[Location identification items]
⁂

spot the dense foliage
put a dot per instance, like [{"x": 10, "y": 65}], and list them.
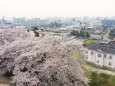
[
  {"x": 36, "y": 61},
  {"x": 112, "y": 33},
  {"x": 101, "y": 79}
]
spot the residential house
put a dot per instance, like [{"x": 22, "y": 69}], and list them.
[{"x": 101, "y": 53}]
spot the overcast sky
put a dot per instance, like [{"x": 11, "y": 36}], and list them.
[{"x": 59, "y": 8}]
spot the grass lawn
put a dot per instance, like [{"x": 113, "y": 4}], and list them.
[
  {"x": 88, "y": 41},
  {"x": 100, "y": 79}
]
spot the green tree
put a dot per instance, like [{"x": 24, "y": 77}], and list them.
[
  {"x": 35, "y": 28},
  {"x": 36, "y": 34},
  {"x": 77, "y": 33},
  {"x": 82, "y": 33},
  {"x": 87, "y": 34}
]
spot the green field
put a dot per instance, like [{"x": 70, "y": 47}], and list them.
[{"x": 100, "y": 79}]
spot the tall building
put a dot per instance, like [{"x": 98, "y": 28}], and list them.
[
  {"x": 32, "y": 22},
  {"x": 19, "y": 21}
]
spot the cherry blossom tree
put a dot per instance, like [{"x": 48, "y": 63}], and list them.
[{"x": 40, "y": 61}]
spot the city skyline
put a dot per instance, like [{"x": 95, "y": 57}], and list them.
[{"x": 60, "y": 8}]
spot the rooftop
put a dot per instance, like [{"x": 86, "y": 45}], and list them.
[{"x": 105, "y": 47}]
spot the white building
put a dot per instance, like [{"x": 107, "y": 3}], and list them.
[{"x": 101, "y": 53}]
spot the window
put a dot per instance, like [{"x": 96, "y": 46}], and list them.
[
  {"x": 109, "y": 63},
  {"x": 99, "y": 55},
  {"x": 110, "y": 57},
  {"x": 91, "y": 53},
  {"x": 105, "y": 56},
  {"x": 86, "y": 51},
  {"x": 97, "y": 61},
  {"x": 86, "y": 58}
]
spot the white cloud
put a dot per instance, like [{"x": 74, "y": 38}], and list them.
[{"x": 44, "y": 8}]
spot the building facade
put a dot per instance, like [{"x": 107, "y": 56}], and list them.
[{"x": 102, "y": 54}]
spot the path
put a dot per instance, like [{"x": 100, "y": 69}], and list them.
[
  {"x": 4, "y": 81},
  {"x": 89, "y": 68}
]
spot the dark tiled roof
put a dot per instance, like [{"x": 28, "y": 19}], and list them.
[{"x": 107, "y": 48}]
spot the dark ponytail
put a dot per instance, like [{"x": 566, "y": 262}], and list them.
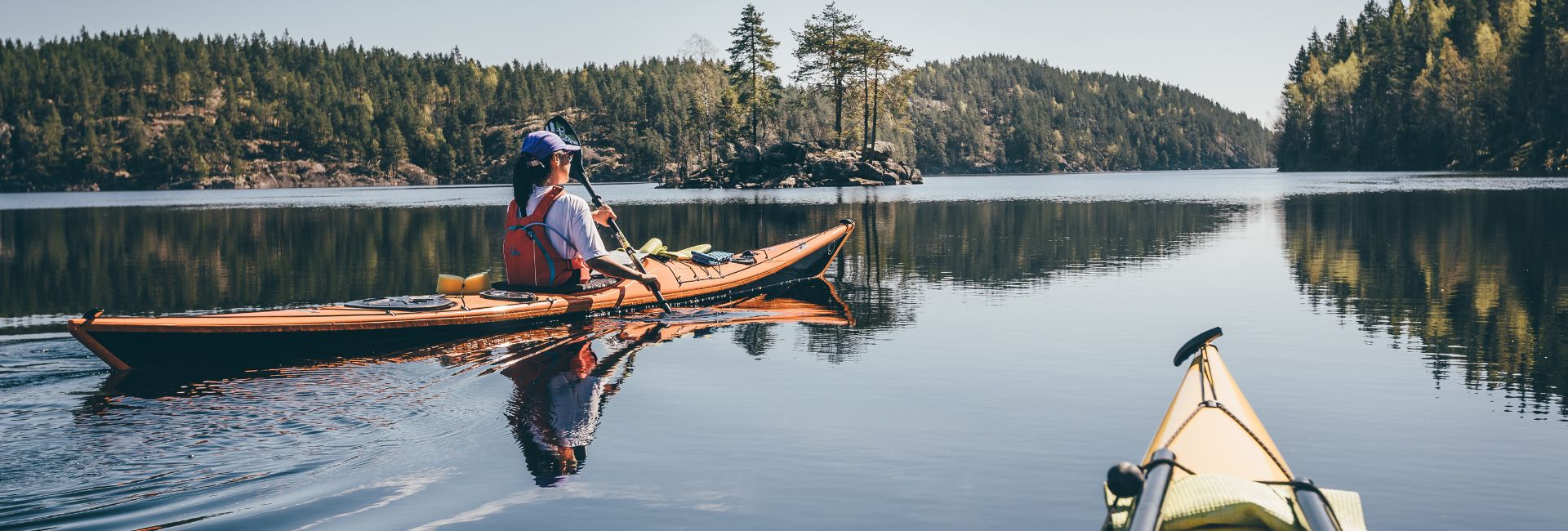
[{"x": 526, "y": 176}]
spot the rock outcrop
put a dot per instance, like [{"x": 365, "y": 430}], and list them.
[{"x": 800, "y": 165}]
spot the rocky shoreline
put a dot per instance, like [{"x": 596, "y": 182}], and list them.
[{"x": 800, "y": 165}]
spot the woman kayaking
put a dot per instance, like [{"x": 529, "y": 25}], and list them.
[{"x": 554, "y": 240}]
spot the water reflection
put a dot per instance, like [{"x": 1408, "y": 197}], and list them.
[{"x": 1476, "y": 279}]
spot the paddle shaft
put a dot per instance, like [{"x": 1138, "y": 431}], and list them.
[{"x": 620, "y": 235}]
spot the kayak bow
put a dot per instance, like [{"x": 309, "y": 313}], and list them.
[{"x": 1213, "y": 464}]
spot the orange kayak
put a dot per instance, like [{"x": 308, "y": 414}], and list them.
[{"x": 228, "y": 339}]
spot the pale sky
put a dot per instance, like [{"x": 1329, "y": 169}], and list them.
[{"x": 1235, "y": 52}]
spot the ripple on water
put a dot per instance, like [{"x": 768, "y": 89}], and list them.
[{"x": 136, "y": 448}]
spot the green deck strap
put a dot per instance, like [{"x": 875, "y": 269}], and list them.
[{"x": 1217, "y": 500}]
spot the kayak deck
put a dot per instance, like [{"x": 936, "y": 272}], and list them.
[
  {"x": 1223, "y": 437},
  {"x": 1213, "y": 466},
  {"x": 201, "y": 339}
]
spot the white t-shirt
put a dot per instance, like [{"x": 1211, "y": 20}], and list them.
[{"x": 569, "y": 216}]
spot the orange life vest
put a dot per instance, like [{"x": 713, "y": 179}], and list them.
[{"x": 529, "y": 256}]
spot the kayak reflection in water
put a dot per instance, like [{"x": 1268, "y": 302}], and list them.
[
  {"x": 564, "y": 384},
  {"x": 560, "y": 395}
]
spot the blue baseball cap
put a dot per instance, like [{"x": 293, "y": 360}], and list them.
[{"x": 541, "y": 145}]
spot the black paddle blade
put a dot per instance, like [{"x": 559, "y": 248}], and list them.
[
  {"x": 1196, "y": 341},
  {"x": 568, "y": 133},
  {"x": 564, "y": 129}
]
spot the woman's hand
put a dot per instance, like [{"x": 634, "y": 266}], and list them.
[{"x": 603, "y": 215}]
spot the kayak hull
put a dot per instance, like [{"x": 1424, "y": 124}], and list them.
[{"x": 229, "y": 339}]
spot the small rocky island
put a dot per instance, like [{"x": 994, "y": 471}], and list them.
[{"x": 800, "y": 165}]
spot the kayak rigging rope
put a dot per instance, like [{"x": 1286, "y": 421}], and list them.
[
  {"x": 1211, "y": 398},
  {"x": 1215, "y": 404}
]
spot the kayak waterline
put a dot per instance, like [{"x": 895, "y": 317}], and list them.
[
  {"x": 228, "y": 339},
  {"x": 1213, "y": 464}
]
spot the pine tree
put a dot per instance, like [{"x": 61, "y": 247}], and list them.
[
  {"x": 825, "y": 60},
  {"x": 751, "y": 68}
]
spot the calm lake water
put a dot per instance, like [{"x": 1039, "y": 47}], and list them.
[{"x": 985, "y": 350}]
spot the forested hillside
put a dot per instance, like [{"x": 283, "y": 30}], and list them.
[
  {"x": 1012, "y": 114},
  {"x": 146, "y": 109},
  {"x": 1433, "y": 85}
]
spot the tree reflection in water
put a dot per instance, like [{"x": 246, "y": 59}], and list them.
[{"x": 1476, "y": 279}]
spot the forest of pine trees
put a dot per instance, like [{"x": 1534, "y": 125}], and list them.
[
  {"x": 146, "y": 109},
  {"x": 1433, "y": 85}
]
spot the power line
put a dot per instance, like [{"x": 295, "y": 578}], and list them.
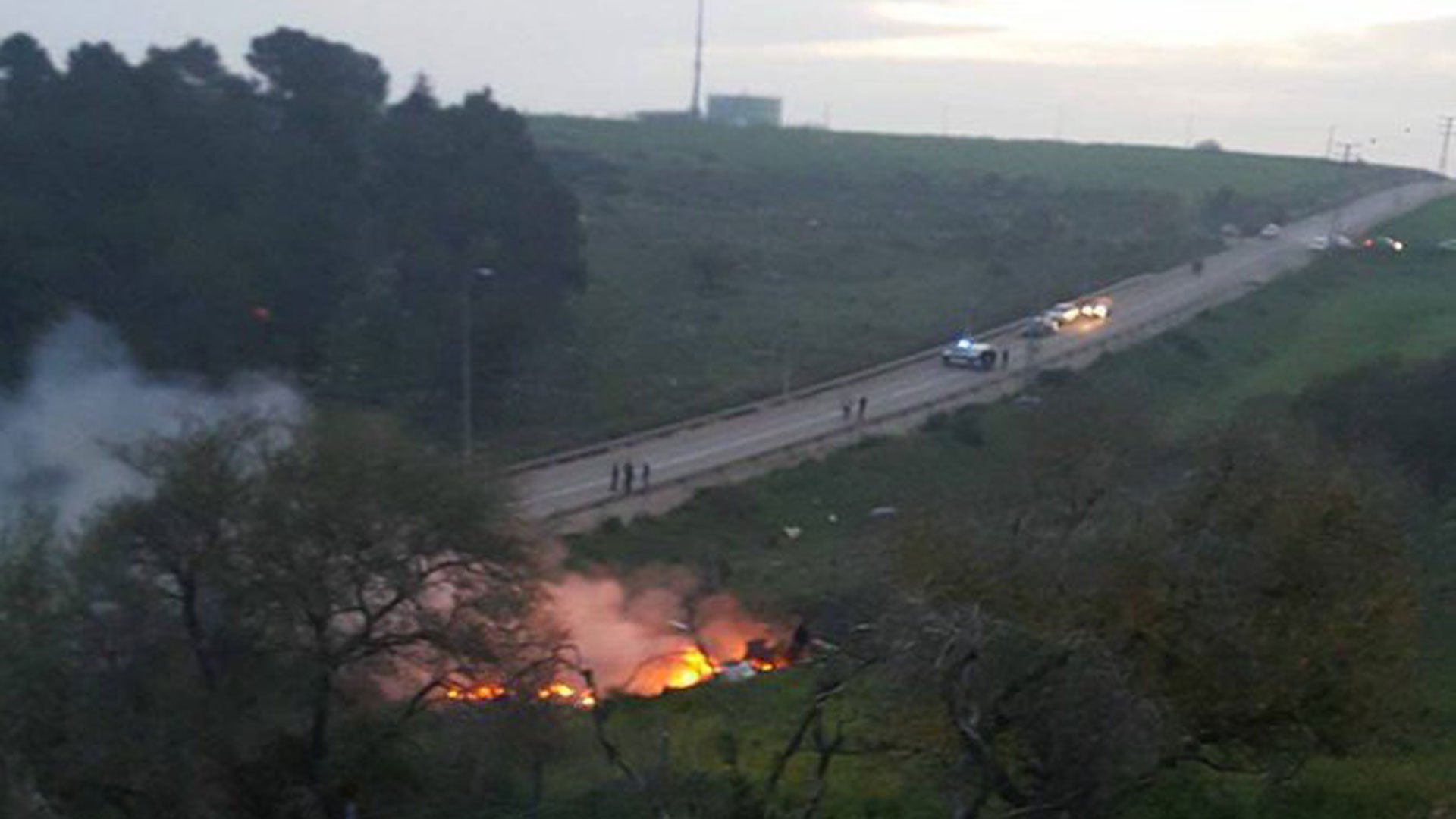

⁂

Transcribe every line of the records above word for word, leaving out the pictures.

spot the dense foliage
put a dot per instance, like [{"x": 10, "y": 65}], and list them.
[
  {"x": 36, "y": 61},
  {"x": 112, "y": 33},
  {"x": 101, "y": 79}
]
spot the residential house
put a dot per instance, like [{"x": 22, "y": 69}], and list them.
[{"x": 101, "y": 53}]
spot the overcast sky
put a dot per instance, like [{"x": 11, "y": 36}], and list them.
[{"x": 59, "y": 8}]
spot the grass lawn
put a dot per instance, like [{"x": 113, "y": 4}], and list them.
[
  {"x": 88, "y": 41},
  {"x": 100, "y": 79}
]
spot the green tree
put a dot per instance, like [{"x": 24, "y": 77}], and list them.
[
  {"x": 35, "y": 28},
  {"x": 36, "y": 34},
  {"x": 77, "y": 33},
  {"x": 82, "y": 33},
  {"x": 87, "y": 34}
]
spot the green field
put a dot per instance, like [{"x": 70, "y": 47}], and list them.
[{"x": 100, "y": 79}]
spot the tall building
put a dot per instance, like [{"x": 98, "y": 28}], and list them.
[
  {"x": 32, "y": 22},
  {"x": 19, "y": 21}
]
spot the cherry blossom tree
put a dot per instance, like [{"x": 48, "y": 63}], and list them.
[{"x": 40, "y": 61}]
spot the city skyline
put a dot per instance, like [{"x": 95, "y": 57}], and list them.
[{"x": 60, "y": 8}]
spot the rooftop
put a dot per instance, like [{"x": 86, "y": 45}], and list them.
[{"x": 105, "y": 47}]
spot the white building
put a dot per instance, like [{"x": 107, "y": 3}], and list them.
[{"x": 101, "y": 53}]
spot the window
put a dot per instance, like [{"x": 96, "y": 46}], and list them.
[
  {"x": 109, "y": 63},
  {"x": 99, "y": 55},
  {"x": 110, "y": 57},
  {"x": 91, "y": 53},
  {"x": 105, "y": 56},
  {"x": 86, "y": 51},
  {"x": 97, "y": 61},
  {"x": 86, "y": 58}
]
spot the white cloud
put a dot per instance, like [{"x": 74, "y": 38}], and list them.
[{"x": 44, "y": 8}]
spot the building facade
put a dot per instance, like [{"x": 107, "y": 56}], and list them.
[{"x": 102, "y": 54}]
spot the path
put a dot per instance, like [{"x": 100, "y": 69}], and list them.
[
  {"x": 4, "y": 81},
  {"x": 89, "y": 68}
]
spot the dark tiled roof
put a dot per instance, like [{"x": 28, "y": 19}], and list them.
[{"x": 107, "y": 48}]
spot the dark ponytail
put a dot per instance, like [{"x": 566, "y": 262}], and list them.
[{"x": 526, "y": 176}]
spot the rock outcrop
put a dot per instance, like [{"x": 365, "y": 430}], and list them.
[{"x": 800, "y": 165}]
spot the rocky shoreline
put a dot per instance, like [{"x": 596, "y": 182}], and list them.
[{"x": 800, "y": 165}]
spot the woman kayaking
put a dot per instance, like [{"x": 529, "y": 25}], and list them.
[{"x": 554, "y": 240}]
spot the water reflection
put a dot per instance, like [{"x": 1408, "y": 197}], and list them.
[{"x": 1476, "y": 279}]
spot the paddle shaft
put a dot per instance, like [{"x": 1138, "y": 431}], and list them.
[{"x": 620, "y": 235}]
spot the kayak bow
put a dot per instance, like [{"x": 309, "y": 313}], and list them.
[{"x": 1213, "y": 464}]
spot the orange kayak
put a dot per instance, like [{"x": 308, "y": 414}], and list them.
[{"x": 228, "y": 339}]
spot the pale sky
put a dot per instance, like [{"x": 1329, "y": 169}], and list them.
[{"x": 1235, "y": 52}]
spot the ripple on water
put a dot per instance, like [{"x": 768, "y": 89}], and list them.
[{"x": 136, "y": 448}]
spot the green deck strap
put a dot per instance, like [{"x": 875, "y": 269}], and list them.
[{"x": 1217, "y": 500}]
spot the kayak deck
put a dot per instance, like [{"x": 936, "y": 272}], and list them.
[
  {"x": 1223, "y": 437},
  {"x": 1213, "y": 466},
  {"x": 201, "y": 339}
]
spot the white t-shirt
put a dot per instance, like [{"x": 1211, "y": 20}], and list them.
[{"x": 569, "y": 216}]
spot the orange life vest
put a dot per instance, like [{"x": 713, "y": 179}], and list them.
[{"x": 529, "y": 256}]
spot the kayak reflection in water
put a dot per instance, like [{"x": 1268, "y": 302}], and list them.
[
  {"x": 564, "y": 384},
  {"x": 560, "y": 395}
]
spot the blue baseball cap
put a dot per instance, like [{"x": 293, "y": 360}], and list them.
[{"x": 541, "y": 145}]
spot the black paddle blade
put a dot per instance, like [{"x": 559, "y": 248}], and list them.
[
  {"x": 1196, "y": 341},
  {"x": 568, "y": 133},
  {"x": 564, "y": 129}
]
spot the woman's hand
put a dot per instance, like [{"x": 634, "y": 266}], and list them.
[{"x": 603, "y": 215}]
spot the kayak hull
put a dot per instance, like [{"x": 1424, "y": 124}], and list them.
[{"x": 229, "y": 339}]
spot the small rocky island
put a dot per instance, like [{"x": 994, "y": 471}], and list them.
[{"x": 800, "y": 165}]
spot the kayak rigging rope
put a dot per instance, like [{"x": 1286, "y": 421}], and list them.
[
  {"x": 1211, "y": 398},
  {"x": 1215, "y": 404}
]
spot the kayak waterline
put a dot per instance, like [{"x": 895, "y": 317}], and list them.
[
  {"x": 228, "y": 339},
  {"x": 1213, "y": 464}
]
spot the pine tree
put a dot per instance, like [{"x": 61, "y": 247}], and list them.
[
  {"x": 825, "y": 60},
  {"x": 751, "y": 68}
]
spot the calm lake water
put a dot per instance, like [{"x": 1039, "y": 47}], and list them.
[{"x": 985, "y": 350}]
spot the forested hillside
put a dot per instance, like [{"x": 283, "y": 30}], and list them.
[
  {"x": 1012, "y": 114},
  {"x": 146, "y": 109},
  {"x": 1433, "y": 85}
]
spot the tree reflection in water
put a dot per instance, like [{"x": 246, "y": 59}], and list them.
[{"x": 1476, "y": 279}]
spot the forest of pine trees
put a dot per instance, like [{"x": 1534, "y": 125}], and list them.
[
  {"x": 146, "y": 109},
  {"x": 1433, "y": 85}
]
spot the power line
put a dot per instance, like [{"x": 295, "y": 578}], and list them.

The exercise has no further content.